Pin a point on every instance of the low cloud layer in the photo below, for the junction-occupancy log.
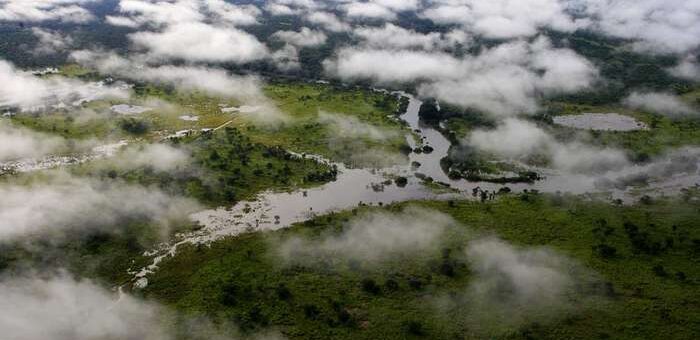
(373, 237)
(661, 103)
(215, 81)
(45, 10)
(502, 19)
(64, 203)
(60, 307)
(202, 43)
(29, 92)
(503, 80)
(517, 139)
(513, 286)
(19, 143)
(76, 310)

##############################

Edit the listing above so that "low cloud layer" becomes "cloud bank" and nothing else changes. Give the result without the pictures.

• **Full response**:
Pin a point on every instance of the cloud bank in the photo below, for the junction-occupancy log.
(373, 237)
(661, 103)
(215, 81)
(45, 10)
(502, 19)
(64, 203)
(60, 307)
(202, 43)
(29, 92)
(503, 80)
(517, 139)
(513, 286)
(19, 143)
(76, 310)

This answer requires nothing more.